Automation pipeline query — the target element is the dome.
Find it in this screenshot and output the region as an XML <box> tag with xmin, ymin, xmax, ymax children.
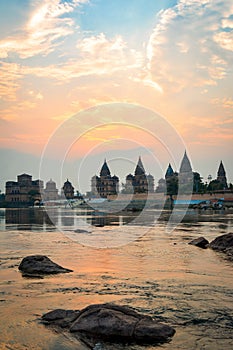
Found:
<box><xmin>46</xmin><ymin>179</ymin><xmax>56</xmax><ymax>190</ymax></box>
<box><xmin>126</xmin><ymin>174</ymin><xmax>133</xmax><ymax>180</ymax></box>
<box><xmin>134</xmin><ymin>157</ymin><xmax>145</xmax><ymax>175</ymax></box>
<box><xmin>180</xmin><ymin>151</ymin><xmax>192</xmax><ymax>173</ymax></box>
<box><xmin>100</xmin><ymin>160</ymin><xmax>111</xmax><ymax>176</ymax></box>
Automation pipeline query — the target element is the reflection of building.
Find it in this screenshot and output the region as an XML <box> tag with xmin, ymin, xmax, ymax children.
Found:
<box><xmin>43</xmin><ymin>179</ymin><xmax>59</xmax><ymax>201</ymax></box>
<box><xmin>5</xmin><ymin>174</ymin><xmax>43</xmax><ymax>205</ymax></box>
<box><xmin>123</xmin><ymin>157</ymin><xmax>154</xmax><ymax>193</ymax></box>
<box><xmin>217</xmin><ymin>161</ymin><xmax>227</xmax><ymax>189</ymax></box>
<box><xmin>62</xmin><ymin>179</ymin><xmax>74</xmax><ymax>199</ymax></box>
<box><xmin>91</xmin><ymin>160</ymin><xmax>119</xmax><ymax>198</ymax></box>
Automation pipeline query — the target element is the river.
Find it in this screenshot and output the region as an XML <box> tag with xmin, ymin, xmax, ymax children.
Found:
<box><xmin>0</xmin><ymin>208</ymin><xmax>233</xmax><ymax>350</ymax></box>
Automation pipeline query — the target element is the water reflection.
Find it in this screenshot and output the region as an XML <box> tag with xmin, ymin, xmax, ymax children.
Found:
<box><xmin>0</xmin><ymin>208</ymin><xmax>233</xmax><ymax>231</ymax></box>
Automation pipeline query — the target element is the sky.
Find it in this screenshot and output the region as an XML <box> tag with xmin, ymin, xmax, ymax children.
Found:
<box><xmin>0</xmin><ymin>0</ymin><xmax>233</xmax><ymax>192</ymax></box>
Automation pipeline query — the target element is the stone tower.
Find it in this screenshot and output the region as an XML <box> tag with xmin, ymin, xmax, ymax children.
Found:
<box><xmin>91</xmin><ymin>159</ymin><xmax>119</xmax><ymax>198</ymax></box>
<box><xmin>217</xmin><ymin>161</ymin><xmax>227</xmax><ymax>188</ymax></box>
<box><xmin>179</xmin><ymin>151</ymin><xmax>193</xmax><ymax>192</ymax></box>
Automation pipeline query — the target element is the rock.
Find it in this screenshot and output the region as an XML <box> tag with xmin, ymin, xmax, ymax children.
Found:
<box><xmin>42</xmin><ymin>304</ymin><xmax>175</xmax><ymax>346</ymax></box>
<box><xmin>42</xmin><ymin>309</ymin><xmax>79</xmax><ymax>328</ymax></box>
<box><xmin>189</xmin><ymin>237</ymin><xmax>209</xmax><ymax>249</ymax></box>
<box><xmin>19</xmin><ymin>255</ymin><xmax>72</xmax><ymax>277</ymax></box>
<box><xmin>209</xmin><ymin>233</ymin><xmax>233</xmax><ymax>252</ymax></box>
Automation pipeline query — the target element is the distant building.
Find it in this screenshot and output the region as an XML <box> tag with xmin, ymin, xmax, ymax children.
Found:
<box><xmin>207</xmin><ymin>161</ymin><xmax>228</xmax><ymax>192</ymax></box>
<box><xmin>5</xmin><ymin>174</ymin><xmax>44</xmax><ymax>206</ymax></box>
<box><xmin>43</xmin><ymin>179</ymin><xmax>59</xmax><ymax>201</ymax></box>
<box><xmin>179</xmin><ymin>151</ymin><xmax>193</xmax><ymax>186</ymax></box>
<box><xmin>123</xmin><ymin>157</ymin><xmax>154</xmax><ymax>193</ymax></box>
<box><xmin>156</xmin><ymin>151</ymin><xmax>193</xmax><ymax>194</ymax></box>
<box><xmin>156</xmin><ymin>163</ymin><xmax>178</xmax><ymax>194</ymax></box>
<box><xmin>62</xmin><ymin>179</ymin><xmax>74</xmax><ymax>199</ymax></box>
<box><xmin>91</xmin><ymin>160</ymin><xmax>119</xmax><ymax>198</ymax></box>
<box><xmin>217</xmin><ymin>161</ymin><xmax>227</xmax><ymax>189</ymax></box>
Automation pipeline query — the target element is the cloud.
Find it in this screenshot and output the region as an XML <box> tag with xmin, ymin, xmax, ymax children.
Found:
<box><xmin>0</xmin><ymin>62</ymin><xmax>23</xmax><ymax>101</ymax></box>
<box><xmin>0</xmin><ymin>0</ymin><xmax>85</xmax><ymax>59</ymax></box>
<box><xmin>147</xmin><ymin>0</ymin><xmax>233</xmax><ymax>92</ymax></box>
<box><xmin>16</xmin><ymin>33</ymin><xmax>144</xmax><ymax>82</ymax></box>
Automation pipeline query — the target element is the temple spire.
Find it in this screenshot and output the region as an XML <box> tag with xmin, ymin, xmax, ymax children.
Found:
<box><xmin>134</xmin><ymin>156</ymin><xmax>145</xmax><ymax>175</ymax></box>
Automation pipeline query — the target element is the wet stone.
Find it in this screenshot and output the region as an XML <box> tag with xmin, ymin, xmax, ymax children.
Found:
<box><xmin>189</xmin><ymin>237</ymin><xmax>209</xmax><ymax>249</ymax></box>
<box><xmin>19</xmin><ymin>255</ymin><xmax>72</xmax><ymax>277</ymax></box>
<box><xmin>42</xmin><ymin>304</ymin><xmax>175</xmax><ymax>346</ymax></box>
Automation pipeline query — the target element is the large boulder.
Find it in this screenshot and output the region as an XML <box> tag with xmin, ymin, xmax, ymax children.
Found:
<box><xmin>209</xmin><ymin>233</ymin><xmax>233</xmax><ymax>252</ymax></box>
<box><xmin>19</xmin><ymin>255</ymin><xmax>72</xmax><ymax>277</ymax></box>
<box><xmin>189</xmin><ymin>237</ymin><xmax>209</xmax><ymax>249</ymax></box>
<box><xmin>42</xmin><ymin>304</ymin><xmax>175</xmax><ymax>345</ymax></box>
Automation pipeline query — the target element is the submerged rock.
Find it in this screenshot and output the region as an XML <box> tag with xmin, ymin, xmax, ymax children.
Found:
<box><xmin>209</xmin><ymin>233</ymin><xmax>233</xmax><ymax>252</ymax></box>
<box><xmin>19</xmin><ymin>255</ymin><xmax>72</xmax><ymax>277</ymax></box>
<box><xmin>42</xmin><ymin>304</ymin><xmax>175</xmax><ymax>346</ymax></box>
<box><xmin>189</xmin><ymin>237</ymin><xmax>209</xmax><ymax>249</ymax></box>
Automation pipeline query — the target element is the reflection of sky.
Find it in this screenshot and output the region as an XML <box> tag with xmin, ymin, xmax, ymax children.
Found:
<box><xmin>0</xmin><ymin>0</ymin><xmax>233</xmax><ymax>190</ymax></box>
▬▬▬▬▬▬
* **Exercise goal**: Count the lines in the records above that contain the word "stone", with case taken into account. Reply with the number alone.

* **Task response**: 2